## TASK OBJECTIVE:
Every line from the one with "the blue tablecloth" through the end of the records below should be restated word for word, and nothing outside that span.

Dataset items:
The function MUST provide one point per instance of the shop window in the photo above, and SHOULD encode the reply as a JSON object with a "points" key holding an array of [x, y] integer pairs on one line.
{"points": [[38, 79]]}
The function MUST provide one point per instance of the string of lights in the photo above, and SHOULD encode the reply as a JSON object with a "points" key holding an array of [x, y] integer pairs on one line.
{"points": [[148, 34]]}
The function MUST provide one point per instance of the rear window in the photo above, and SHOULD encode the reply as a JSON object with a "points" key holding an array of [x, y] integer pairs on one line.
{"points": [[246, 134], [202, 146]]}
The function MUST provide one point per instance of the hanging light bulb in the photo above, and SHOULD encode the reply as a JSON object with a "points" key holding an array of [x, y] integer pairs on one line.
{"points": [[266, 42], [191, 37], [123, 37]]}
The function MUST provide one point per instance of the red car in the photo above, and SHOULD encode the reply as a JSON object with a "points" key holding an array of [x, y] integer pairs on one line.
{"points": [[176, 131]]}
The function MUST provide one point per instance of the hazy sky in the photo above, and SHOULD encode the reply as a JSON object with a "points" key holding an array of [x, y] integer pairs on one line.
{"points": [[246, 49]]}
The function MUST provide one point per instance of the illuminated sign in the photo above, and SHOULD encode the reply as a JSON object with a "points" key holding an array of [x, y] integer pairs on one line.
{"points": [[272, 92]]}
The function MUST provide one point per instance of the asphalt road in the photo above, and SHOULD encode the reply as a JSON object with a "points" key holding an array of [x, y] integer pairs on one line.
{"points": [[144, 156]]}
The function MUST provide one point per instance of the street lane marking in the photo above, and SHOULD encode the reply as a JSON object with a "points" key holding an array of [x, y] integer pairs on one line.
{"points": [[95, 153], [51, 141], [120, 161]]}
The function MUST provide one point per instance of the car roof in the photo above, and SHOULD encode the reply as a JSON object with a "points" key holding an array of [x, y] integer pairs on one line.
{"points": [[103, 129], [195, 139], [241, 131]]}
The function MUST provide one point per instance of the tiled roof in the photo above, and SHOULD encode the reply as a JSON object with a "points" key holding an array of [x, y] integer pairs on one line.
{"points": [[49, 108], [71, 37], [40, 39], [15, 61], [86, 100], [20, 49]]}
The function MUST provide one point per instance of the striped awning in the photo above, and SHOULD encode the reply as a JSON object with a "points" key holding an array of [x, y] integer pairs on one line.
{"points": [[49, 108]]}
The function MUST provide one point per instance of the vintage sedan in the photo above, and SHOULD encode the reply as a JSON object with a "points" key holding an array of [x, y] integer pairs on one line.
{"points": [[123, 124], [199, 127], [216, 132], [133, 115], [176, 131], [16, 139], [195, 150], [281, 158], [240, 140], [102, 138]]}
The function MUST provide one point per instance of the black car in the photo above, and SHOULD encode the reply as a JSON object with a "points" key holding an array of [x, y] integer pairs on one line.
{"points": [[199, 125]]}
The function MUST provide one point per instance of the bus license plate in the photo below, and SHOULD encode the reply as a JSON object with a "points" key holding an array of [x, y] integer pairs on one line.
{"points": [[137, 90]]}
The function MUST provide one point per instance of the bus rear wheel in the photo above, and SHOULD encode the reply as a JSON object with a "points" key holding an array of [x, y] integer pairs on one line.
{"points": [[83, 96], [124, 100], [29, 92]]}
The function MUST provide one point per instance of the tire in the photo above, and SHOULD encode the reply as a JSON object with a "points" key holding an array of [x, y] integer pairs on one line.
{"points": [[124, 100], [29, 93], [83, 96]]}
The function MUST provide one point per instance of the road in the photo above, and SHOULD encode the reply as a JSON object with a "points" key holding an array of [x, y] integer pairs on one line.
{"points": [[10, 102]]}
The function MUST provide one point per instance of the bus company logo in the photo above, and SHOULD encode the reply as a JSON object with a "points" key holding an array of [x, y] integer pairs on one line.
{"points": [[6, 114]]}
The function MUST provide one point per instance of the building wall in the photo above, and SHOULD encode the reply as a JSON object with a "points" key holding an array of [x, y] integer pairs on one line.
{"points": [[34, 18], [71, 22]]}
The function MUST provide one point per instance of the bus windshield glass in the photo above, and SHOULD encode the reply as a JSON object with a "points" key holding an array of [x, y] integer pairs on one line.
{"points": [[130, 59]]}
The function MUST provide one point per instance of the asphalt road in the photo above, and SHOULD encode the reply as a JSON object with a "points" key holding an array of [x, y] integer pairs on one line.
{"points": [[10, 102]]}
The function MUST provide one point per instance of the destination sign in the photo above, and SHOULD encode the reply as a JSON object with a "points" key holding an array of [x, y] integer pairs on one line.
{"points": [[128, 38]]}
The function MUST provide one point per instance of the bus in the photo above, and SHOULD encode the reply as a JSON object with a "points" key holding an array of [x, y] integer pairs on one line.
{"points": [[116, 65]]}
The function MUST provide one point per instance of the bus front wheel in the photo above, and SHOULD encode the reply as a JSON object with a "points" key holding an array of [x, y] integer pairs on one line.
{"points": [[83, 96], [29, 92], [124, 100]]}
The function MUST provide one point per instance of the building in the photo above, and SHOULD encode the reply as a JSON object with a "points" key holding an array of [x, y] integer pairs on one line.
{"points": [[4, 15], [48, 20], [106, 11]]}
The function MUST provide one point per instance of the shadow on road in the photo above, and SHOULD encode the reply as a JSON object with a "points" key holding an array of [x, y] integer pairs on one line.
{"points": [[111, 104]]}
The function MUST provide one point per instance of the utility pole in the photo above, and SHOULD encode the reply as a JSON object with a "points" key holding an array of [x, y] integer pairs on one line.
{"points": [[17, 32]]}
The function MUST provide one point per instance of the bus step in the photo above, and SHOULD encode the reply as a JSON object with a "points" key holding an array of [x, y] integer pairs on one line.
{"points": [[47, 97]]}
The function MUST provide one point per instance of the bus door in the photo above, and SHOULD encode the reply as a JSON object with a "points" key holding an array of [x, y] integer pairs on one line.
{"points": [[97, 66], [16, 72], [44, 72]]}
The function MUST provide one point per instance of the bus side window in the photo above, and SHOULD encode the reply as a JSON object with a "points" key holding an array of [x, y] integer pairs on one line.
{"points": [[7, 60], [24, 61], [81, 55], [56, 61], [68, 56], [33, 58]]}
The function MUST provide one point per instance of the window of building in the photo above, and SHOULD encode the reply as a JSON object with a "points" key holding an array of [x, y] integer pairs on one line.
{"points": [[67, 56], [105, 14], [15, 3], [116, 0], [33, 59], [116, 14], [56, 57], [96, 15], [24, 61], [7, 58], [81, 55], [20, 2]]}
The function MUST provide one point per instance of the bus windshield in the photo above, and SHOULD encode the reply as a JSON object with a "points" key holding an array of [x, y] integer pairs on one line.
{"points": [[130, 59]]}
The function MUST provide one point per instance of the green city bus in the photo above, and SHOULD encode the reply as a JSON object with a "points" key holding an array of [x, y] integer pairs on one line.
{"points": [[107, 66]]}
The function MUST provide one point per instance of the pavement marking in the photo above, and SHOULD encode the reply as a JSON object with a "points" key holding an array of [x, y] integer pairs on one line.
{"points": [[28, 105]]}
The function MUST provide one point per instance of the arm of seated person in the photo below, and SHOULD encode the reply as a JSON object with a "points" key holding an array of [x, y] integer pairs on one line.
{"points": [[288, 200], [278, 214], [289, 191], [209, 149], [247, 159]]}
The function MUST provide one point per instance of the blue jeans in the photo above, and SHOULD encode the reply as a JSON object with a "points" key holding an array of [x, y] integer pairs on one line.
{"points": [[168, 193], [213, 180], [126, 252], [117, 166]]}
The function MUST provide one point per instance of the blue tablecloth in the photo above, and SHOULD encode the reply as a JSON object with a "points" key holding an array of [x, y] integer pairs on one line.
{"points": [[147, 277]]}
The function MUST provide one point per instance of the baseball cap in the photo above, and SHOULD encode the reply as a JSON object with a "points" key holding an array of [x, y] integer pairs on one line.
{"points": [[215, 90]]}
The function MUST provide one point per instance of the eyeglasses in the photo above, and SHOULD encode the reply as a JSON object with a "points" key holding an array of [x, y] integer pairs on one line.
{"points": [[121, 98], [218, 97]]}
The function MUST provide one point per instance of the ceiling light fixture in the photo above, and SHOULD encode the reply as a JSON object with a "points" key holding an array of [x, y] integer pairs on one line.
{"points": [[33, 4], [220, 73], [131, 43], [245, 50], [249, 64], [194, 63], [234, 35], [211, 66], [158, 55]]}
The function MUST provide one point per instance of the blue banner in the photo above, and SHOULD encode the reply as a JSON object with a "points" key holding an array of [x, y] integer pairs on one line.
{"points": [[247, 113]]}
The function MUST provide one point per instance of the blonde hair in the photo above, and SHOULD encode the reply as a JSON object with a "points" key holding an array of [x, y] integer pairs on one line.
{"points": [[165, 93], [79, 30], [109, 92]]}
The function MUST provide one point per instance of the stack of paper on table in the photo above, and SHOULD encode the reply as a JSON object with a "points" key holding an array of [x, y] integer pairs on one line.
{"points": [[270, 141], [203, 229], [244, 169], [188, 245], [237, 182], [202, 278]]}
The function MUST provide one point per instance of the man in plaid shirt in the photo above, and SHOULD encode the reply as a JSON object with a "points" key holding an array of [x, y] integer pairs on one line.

## RESULT BELOW:
The function MUST provide one point per instance of the blue tablecloth in the photo above, and SHOULD encode the reply as a JSON object with a "points" key holding an array of [x, y] integer pairs on one line.
{"points": [[147, 277]]}
The function MUST provide one point per instance of the baseball cap in the photo above, and SHOULD encode the reply as a JSON object with a "points" key holding an array of [x, y] integer pairs on one line.
{"points": [[215, 90]]}
The function MUST provide one point per instance of the eyeglasses in the photo above, and SHOULD encode the reply as a JSON object with a "points" key holding an array of [x, y] integer pairs on one line.
{"points": [[121, 98], [218, 97]]}
The function MUST provide one point per instance of the ceiling light fixture in the photo above, and SHOULD encode the reply as a JSON object with a "points" key holding an array of [x, y] integer pairs on one line.
{"points": [[33, 4], [220, 73], [131, 43], [245, 50], [249, 64], [194, 63], [234, 35], [211, 66], [158, 55]]}
The function MUST provide one point per instance of the blue banner in the photo above, and SHOULD encode the reply as a JSON object with a "points" key holding an array of [x, y] integer pairs on one line.
{"points": [[247, 113]]}
The function MUST provide one point per instance of the blonde hair in the photo above, and SHOULD encode the reply as a JSON object with a "points" key holding an array of [x, y] integer pairs on one line.
{"points": [[165, 93], [79, 30], [109, 92]]}
The function MUST provide one point per instance of the stack of paper on table in the photo above, and SHOULD encode the reply as a JSON object with a "points" key holding an array of [x, y] integer pairs on one line.
{"points": [[270, 141], [203, 229], [244, 169], [188, 245], [237, 182], [202, 278]]}
The function MUST provide one point per instance of the man in plaid shirt in the photo above, and SHOULD encode the reply as a JSON object with a "points" key holding an array of [x, y] integer pairs on one line.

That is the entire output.